## Your instructions:
Copy the items from the line with "Place one point per instance of the black top" through the end of the items, swapping "bare tree" for "leafless tree" and leaving everything else unchanged.

## Dataset entries:
--------

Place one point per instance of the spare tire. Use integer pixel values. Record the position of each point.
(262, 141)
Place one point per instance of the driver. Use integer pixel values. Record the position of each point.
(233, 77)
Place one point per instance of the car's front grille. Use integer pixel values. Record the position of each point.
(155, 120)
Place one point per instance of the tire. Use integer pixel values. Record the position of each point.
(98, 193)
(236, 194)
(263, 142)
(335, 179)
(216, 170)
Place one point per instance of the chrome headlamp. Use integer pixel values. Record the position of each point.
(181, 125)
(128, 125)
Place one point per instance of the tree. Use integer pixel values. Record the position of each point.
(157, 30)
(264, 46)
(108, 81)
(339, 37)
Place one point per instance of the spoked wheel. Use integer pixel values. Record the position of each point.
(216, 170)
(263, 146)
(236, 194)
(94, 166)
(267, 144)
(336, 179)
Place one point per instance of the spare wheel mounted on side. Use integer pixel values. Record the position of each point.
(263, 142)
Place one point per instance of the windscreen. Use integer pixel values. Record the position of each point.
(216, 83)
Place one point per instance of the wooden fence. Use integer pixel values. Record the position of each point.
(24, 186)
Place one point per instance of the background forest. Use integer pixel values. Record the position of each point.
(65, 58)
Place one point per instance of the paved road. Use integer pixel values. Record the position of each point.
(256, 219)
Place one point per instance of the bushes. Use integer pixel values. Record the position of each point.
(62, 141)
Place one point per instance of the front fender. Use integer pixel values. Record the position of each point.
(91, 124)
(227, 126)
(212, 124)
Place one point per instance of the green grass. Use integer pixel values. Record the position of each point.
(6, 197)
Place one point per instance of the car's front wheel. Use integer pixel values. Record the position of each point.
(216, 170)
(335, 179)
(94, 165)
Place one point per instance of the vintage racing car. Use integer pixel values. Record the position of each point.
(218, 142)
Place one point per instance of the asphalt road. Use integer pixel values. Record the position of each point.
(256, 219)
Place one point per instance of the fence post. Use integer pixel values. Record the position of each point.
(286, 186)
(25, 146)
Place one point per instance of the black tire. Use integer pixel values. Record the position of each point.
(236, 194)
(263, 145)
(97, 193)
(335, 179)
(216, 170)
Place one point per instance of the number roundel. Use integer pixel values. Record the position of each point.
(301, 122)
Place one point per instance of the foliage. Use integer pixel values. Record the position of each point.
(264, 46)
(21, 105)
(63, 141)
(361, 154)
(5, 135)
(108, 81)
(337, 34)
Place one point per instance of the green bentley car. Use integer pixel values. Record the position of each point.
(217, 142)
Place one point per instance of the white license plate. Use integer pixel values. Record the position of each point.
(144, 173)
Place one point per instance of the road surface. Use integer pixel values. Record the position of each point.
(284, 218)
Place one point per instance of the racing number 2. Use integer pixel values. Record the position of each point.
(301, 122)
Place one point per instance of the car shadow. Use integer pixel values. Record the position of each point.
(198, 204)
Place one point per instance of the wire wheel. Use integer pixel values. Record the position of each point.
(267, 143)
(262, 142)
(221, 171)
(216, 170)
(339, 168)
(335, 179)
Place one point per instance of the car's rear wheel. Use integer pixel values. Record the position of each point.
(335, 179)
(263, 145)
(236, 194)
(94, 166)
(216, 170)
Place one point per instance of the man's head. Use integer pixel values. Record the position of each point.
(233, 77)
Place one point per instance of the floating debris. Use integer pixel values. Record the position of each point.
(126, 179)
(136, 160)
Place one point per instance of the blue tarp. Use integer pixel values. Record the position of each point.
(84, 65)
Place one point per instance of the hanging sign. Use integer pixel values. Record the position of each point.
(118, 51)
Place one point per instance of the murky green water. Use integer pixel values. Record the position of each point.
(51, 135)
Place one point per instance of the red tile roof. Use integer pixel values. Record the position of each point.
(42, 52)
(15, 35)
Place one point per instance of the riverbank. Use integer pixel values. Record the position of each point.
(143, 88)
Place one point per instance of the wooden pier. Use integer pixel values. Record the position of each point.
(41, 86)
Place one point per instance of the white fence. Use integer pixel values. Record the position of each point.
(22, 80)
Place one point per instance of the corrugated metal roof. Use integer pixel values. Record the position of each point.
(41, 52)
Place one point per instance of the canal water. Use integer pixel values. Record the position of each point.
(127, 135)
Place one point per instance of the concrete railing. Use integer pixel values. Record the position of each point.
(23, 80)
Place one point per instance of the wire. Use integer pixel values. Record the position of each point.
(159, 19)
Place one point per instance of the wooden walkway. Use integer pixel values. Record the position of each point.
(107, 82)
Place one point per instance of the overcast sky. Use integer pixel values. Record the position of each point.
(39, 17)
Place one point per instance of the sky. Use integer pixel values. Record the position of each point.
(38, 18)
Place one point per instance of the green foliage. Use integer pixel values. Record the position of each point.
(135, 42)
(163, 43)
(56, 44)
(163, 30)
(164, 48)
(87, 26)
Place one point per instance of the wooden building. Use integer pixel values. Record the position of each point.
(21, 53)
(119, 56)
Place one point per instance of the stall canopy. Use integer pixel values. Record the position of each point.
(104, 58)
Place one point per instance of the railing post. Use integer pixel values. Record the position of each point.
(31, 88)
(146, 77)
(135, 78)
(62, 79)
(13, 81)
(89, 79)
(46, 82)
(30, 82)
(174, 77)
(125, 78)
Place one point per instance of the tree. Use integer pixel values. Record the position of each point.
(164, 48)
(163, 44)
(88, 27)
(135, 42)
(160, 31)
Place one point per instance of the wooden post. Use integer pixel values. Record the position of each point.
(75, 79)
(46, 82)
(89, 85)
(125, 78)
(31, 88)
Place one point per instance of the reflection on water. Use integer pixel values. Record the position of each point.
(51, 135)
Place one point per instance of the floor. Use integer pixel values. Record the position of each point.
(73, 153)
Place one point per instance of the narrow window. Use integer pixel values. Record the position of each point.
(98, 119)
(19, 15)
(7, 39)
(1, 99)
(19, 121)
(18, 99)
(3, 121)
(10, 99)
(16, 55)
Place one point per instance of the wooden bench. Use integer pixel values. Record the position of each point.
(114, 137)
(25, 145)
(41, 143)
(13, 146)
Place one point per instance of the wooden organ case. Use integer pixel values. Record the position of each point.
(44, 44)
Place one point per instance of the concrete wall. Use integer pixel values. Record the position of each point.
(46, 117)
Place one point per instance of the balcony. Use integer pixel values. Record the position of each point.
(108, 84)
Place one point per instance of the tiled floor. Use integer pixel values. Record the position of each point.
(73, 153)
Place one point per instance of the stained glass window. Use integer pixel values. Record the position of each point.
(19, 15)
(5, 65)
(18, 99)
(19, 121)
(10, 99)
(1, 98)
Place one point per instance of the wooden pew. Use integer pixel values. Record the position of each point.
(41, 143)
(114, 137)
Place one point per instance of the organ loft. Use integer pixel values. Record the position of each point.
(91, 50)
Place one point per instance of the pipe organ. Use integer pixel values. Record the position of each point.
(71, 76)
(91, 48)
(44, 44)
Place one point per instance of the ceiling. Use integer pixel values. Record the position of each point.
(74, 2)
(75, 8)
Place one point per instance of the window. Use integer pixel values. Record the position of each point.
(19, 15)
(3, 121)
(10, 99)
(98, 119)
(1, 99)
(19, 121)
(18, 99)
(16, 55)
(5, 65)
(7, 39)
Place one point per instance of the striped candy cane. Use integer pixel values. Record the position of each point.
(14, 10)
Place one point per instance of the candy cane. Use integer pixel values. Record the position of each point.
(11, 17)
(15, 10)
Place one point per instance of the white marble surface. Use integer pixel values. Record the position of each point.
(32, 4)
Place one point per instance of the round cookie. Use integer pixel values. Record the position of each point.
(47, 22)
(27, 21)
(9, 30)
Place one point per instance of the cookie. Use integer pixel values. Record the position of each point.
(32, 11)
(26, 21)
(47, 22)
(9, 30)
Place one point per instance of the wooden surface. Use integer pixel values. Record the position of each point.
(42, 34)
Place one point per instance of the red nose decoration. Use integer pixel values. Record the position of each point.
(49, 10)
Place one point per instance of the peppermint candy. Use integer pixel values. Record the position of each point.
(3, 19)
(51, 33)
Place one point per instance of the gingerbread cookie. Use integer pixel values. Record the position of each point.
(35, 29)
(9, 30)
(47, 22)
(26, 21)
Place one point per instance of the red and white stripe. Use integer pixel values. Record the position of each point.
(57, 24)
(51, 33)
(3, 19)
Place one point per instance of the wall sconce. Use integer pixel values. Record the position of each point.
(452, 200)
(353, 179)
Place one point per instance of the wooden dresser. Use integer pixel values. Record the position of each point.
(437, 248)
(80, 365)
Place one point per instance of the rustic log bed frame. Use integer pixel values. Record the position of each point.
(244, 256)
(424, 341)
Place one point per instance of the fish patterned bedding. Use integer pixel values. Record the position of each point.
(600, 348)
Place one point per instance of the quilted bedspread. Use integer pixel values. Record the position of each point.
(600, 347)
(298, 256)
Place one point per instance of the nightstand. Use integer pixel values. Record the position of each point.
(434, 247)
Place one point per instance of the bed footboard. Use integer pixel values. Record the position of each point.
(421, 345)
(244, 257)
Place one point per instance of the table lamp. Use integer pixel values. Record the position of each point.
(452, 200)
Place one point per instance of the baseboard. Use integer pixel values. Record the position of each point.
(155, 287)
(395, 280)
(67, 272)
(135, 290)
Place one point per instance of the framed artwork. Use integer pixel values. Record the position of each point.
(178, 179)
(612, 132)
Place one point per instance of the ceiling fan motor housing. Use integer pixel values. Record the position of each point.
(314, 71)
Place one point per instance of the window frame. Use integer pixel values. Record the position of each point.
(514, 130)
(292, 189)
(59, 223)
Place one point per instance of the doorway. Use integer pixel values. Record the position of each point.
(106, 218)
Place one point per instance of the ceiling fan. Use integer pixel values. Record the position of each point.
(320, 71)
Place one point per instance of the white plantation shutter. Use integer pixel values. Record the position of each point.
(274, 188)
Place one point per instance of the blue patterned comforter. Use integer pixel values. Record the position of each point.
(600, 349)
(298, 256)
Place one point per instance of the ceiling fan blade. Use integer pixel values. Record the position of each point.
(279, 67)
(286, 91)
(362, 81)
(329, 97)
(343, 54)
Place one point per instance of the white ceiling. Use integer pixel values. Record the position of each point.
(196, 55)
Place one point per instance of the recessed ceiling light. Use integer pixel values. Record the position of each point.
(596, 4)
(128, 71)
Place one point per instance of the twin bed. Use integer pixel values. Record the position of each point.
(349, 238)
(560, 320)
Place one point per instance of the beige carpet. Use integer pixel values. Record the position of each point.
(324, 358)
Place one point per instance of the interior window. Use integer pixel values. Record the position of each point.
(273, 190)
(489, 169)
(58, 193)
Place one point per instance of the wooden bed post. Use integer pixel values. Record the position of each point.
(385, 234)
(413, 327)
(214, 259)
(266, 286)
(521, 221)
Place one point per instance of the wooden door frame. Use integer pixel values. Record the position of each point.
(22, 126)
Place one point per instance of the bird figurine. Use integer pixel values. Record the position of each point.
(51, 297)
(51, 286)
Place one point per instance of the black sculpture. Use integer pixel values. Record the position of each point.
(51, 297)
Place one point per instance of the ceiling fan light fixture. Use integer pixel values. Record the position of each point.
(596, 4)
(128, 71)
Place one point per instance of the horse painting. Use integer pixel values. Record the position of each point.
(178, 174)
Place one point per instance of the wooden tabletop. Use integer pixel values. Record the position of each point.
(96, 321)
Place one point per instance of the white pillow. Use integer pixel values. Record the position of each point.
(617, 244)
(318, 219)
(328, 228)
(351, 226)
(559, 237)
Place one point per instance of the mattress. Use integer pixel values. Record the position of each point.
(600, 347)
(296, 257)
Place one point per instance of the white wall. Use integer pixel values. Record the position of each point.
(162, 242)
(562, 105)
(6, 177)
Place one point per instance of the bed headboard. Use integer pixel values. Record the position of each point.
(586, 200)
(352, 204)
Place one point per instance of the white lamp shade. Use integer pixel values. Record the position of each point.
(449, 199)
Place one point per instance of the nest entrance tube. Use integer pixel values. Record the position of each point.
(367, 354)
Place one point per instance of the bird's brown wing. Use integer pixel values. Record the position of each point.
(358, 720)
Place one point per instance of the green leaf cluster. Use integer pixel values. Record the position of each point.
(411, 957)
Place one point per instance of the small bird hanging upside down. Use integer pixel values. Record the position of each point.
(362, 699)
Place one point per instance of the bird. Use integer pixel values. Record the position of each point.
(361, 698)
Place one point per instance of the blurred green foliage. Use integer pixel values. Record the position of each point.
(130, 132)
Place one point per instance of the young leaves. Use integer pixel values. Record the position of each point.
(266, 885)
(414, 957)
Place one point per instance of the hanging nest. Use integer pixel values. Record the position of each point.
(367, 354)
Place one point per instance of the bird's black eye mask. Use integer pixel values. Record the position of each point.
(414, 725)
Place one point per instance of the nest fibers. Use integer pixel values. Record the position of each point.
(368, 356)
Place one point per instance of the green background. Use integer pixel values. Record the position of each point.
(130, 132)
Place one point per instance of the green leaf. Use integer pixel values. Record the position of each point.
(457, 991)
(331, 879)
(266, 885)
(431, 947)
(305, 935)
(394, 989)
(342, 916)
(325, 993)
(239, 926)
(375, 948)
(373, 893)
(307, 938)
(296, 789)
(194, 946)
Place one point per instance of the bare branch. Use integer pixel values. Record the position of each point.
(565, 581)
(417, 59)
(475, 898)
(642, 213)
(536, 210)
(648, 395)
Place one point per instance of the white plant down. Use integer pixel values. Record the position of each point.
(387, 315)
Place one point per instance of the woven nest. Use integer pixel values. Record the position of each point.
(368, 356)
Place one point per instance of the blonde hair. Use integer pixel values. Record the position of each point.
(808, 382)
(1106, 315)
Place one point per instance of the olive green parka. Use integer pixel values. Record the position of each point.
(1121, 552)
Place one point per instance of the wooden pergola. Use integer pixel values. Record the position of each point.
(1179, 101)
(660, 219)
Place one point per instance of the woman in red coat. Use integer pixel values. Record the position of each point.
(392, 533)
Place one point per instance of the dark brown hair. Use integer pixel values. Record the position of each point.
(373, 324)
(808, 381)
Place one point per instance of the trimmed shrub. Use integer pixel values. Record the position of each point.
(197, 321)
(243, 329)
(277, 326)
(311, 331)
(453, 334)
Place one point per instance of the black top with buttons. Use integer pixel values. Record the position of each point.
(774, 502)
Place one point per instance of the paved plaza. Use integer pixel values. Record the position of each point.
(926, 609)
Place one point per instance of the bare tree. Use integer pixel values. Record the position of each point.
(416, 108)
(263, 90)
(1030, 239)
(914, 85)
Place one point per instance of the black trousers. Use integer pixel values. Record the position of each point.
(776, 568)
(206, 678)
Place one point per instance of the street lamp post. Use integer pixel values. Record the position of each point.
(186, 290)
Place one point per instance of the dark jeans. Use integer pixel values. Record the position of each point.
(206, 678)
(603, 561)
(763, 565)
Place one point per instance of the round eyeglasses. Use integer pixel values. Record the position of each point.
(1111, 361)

--------

## Solution to this exercise:
Place one point per instance of the black top with buttons. Use integer pixel values. Record the position of each point.
(774, 502)
Place one point per instance of the paved plaza. Use integer pixel values. Record the position of each point.
(926, 609)
Place one point per instance of the leafless tree. Use integer pixel values. Record the position of each point.
(416, 108)
(263, 90)
(1030, 239)
(914, 85)
Place one point per instance of the black trousers. Use integer pixel values. Record the position of each point.
(776, 568)
(206, 678)
Place one point per instance of the street lamp post. Use integer pixel values. Record the position of each point.
(186, 290)
Place one point per instance of the dark jeans. Use integer pixel values. Record the position of each point.
(206, 678)
(603, 561)
(763, 565)
Place one point per instance of the round eyeglasses. Use integer pixel values. Record the position of each point.
(1111, 361)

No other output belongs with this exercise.